* _Text section_:

▼

The interim chief of the Fort Worth Police Department in Texas said the force is reeling after an officer shot Atatiana Jefferson inside a home where she was babysitting her nephew.
Interim police Chief Ed Kraus became emotional during a news conference Tuesday, saying that officers in the department of about 1,700 are thanking him for his "quick and decisive" decision to arrest Dean. "'This is going to help heal us,'" he said they have told him.
"The officers are hurting," Kraus said. "They try hard every day to try to make this city better. They’re out there trying to build these relationships."
“I likened it to a bunch of ants building an anthill and then somebody comes and washes it away, and they just have to start from scratch and build over,” he said as he teared up and abruptly ended the news conference.
The chief said he was "deeply sorry for what occurred" and that many other officers have reached out to express the same feeling.
But Jefferson's family and black leaders in the state said the sentiment is not enough if not followed by a change in the department.

▲

* _What to do_:
1) Repeat the Fort Worth article word for word from "The chief said" up to and including "in the department.".
2) Name every person the Fort Worth article mentions by name.
Rely only on the Fort Worth article for your answers.

(Photo-based referring expression data)
▼

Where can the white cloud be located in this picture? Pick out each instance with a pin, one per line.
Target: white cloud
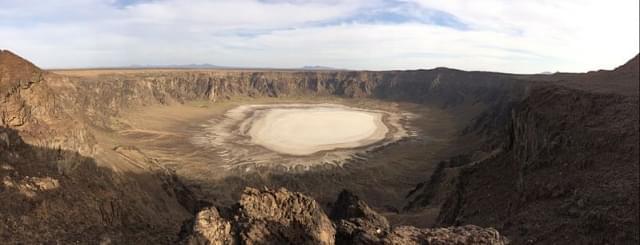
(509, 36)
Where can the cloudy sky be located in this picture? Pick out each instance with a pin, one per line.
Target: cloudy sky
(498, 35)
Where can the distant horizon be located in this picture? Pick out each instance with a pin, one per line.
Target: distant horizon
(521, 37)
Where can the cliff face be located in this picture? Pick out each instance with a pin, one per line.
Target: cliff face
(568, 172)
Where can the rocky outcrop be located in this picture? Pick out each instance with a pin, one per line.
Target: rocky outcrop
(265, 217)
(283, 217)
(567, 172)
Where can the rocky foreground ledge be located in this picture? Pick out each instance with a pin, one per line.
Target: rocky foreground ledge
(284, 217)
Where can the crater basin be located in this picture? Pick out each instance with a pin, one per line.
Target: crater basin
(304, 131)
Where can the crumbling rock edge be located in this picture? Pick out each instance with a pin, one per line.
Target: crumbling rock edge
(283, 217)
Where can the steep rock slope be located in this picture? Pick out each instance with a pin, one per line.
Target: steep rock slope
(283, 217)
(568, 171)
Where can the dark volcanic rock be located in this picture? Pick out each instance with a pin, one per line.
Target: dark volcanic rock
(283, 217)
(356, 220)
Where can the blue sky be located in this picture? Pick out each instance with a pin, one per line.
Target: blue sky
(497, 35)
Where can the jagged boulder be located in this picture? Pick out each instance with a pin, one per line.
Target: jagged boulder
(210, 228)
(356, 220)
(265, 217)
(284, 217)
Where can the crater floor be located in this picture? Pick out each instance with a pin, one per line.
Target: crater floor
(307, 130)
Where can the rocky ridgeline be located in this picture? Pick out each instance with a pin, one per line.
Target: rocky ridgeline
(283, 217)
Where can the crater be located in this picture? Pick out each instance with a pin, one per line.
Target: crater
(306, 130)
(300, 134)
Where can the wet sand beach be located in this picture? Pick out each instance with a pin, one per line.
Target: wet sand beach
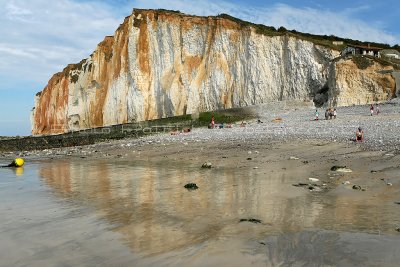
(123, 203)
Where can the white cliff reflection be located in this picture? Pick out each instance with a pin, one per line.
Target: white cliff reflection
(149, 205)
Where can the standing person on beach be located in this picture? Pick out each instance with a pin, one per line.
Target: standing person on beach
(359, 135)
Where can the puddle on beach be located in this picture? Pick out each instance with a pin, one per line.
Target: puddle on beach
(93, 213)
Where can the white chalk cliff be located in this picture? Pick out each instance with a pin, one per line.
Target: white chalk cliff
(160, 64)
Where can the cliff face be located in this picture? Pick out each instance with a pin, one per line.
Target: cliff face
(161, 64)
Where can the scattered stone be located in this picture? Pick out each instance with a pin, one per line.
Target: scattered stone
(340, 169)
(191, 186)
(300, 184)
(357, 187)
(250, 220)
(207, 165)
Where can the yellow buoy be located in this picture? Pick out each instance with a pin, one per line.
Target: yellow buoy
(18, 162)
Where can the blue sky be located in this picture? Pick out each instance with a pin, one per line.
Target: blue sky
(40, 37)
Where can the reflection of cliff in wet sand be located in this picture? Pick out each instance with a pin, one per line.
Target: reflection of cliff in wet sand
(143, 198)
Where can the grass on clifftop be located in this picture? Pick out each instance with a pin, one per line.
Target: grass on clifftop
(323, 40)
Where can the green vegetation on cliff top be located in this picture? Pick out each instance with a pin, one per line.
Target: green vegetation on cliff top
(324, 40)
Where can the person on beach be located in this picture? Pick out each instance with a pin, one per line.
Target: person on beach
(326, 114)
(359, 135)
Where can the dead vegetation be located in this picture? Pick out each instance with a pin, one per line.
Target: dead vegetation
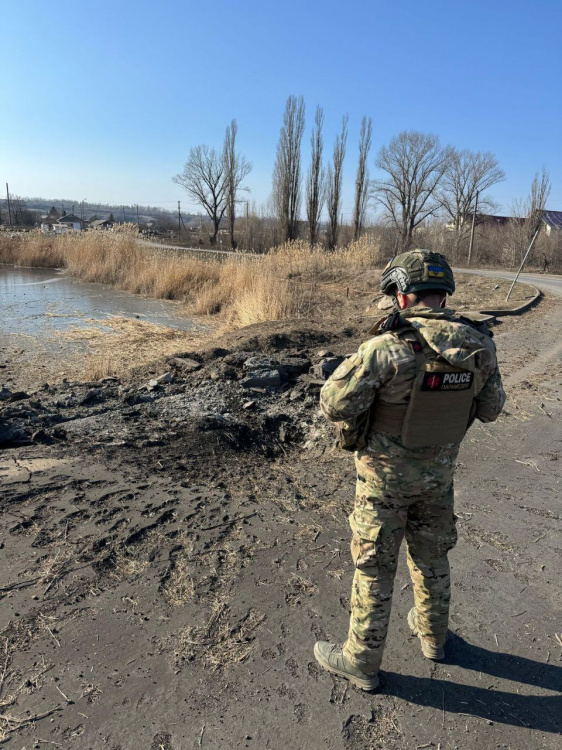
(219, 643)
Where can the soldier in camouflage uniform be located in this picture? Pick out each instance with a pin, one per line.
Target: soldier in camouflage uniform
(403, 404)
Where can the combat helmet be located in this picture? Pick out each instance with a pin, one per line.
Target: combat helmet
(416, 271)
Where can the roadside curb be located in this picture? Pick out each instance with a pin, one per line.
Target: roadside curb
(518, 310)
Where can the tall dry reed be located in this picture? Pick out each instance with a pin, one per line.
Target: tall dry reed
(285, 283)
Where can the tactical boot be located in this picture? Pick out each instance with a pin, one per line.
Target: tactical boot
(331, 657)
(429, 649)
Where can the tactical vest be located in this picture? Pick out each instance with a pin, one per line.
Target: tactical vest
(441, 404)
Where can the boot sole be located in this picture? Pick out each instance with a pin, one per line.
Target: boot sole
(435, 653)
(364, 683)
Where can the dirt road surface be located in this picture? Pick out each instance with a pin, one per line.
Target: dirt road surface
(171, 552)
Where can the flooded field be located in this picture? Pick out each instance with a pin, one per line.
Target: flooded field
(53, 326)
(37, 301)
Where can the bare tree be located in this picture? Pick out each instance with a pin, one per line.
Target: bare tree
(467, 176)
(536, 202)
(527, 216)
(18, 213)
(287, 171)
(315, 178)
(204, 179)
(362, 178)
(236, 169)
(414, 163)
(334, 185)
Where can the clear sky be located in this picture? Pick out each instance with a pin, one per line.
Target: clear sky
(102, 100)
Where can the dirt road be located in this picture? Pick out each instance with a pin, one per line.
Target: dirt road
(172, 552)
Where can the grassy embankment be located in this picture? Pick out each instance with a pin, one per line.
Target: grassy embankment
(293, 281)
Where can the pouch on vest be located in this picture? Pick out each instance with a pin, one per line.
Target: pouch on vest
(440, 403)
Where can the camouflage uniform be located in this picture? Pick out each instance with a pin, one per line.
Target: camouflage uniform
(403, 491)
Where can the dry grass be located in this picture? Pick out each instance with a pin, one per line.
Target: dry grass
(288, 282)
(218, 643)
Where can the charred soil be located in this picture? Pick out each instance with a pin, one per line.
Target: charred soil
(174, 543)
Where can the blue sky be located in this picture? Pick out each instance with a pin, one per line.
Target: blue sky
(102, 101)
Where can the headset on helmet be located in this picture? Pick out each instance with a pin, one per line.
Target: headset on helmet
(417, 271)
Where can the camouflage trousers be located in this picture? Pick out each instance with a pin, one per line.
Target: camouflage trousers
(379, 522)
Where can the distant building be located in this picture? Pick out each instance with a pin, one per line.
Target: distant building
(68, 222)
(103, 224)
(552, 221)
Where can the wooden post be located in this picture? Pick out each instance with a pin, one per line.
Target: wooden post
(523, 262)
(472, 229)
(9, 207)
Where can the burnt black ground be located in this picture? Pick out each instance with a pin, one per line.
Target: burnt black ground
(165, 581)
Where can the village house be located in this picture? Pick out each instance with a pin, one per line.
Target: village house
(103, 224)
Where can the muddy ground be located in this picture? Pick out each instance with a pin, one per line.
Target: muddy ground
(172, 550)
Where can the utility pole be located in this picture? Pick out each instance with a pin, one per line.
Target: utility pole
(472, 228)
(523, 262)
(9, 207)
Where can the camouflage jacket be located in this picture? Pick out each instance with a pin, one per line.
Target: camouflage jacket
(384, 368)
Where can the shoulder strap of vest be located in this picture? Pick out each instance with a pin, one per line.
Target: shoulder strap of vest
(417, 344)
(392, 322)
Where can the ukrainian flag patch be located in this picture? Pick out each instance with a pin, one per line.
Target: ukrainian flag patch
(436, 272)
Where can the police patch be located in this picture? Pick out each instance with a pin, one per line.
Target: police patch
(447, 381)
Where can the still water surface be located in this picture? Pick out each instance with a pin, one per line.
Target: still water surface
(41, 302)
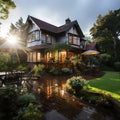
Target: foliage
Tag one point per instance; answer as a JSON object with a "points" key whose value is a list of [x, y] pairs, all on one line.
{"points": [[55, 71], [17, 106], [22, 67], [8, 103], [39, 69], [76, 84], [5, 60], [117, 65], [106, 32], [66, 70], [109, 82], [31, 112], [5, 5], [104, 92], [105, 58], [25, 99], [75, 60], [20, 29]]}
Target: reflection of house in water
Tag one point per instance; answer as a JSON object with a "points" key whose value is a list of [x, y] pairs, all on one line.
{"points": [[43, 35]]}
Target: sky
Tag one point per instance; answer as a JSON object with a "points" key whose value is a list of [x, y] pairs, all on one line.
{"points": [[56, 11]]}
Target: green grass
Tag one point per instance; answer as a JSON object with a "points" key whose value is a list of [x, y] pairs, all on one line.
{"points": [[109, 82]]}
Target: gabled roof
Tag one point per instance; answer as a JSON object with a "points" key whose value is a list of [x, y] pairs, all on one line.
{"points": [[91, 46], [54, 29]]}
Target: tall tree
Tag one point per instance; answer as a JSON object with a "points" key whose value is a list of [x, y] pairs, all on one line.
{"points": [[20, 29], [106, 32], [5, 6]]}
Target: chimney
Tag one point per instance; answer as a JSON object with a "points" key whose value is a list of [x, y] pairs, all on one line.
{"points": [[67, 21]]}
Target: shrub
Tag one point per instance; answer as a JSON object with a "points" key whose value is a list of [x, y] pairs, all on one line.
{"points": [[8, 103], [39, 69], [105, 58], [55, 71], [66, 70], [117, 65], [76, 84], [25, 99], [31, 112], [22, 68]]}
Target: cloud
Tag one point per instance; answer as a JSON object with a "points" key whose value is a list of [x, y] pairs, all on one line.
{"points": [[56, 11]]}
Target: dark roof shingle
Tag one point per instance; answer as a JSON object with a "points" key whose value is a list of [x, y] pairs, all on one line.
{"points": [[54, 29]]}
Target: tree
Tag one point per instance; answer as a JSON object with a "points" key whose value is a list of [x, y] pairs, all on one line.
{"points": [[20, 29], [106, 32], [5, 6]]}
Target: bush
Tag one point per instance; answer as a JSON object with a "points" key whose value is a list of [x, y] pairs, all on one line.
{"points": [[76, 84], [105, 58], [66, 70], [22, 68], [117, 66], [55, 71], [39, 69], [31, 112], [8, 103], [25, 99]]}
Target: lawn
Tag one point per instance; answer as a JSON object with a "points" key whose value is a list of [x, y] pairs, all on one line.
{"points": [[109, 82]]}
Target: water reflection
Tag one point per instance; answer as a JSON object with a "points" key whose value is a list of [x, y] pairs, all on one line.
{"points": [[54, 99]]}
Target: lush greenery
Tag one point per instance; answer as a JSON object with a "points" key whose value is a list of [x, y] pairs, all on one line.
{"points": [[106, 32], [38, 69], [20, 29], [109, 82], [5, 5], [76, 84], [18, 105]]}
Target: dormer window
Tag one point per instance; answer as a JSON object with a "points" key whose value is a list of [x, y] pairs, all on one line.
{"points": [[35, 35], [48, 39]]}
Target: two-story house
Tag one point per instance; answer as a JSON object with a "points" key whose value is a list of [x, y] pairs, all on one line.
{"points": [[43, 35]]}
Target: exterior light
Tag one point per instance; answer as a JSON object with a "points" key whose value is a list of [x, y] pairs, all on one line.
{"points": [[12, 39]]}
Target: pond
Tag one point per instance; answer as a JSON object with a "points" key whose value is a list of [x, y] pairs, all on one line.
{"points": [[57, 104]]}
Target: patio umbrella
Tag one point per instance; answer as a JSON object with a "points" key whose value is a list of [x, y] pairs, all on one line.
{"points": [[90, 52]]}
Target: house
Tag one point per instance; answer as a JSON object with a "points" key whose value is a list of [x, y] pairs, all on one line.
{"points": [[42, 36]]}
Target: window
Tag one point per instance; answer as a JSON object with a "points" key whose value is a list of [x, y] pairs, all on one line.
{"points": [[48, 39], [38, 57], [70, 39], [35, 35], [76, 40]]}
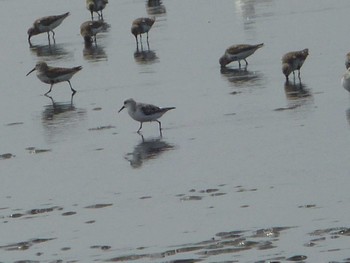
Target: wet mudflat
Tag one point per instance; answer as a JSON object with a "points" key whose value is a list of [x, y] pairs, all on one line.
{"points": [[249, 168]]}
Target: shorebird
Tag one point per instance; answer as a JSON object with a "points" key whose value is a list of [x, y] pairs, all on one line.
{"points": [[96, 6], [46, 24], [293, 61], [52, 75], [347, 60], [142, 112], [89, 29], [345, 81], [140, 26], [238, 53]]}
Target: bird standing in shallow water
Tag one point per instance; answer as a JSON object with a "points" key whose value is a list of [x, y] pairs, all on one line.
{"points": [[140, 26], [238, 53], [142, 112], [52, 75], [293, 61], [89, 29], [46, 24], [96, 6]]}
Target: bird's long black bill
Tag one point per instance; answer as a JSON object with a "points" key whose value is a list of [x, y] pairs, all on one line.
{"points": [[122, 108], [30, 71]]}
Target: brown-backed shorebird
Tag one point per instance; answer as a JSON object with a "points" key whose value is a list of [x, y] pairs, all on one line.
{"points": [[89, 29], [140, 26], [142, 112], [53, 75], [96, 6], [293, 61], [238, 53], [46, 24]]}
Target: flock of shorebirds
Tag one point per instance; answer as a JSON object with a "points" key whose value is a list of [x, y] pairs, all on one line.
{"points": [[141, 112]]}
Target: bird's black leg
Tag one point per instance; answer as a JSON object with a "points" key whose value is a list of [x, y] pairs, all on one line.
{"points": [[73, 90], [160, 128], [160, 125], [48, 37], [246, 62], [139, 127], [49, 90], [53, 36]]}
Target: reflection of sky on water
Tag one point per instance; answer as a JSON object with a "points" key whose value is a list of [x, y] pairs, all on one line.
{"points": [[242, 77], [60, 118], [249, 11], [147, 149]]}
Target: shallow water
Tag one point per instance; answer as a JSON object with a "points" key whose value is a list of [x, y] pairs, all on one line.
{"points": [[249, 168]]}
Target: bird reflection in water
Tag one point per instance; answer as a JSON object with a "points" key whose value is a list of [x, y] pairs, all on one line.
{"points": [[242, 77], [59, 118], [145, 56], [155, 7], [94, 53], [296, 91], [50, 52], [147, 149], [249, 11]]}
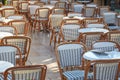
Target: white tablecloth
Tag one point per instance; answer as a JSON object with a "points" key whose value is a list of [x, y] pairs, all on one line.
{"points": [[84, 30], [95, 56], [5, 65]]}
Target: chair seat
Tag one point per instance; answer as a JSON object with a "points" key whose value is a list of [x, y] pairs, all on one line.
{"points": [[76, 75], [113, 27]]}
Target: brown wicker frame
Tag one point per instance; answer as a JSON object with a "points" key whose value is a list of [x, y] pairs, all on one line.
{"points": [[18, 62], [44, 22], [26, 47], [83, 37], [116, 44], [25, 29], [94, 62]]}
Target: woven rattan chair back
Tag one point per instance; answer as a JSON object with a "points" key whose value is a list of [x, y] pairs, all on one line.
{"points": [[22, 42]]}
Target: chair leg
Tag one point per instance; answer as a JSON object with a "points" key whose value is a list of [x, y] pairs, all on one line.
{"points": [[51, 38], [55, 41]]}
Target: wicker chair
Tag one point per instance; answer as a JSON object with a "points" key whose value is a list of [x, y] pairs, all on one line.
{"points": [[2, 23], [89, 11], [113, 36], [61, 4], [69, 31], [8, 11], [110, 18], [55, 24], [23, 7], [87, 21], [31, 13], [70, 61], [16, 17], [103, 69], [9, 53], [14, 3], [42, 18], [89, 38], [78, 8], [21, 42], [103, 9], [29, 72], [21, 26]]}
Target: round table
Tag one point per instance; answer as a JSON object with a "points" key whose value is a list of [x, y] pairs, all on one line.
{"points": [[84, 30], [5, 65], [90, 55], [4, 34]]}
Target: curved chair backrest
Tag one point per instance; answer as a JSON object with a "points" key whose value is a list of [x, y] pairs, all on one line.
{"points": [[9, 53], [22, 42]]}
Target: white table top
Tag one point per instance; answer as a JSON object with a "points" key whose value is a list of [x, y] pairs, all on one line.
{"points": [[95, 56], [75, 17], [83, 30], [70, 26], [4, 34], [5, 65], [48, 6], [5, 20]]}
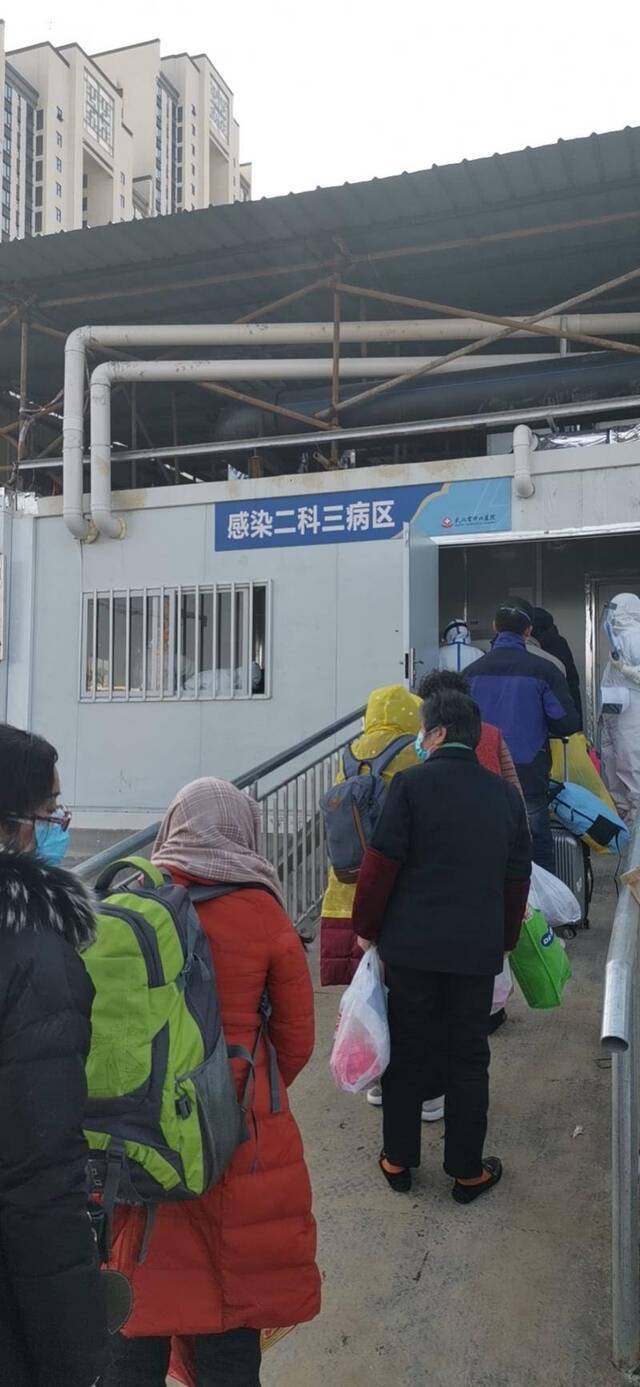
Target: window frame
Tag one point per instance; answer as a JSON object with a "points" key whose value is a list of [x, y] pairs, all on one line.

▲

* _Answers for this exercise_:
1)
The chief said he was "deeply sorry for what occurred" and that many other officers have reached out to express the same feeling.
But Jefferson's family and black leaders in the state said the sentiment is not enough if not followed by a change in the department.

2) Atatiana Jefferson, Ed Kraus, Dean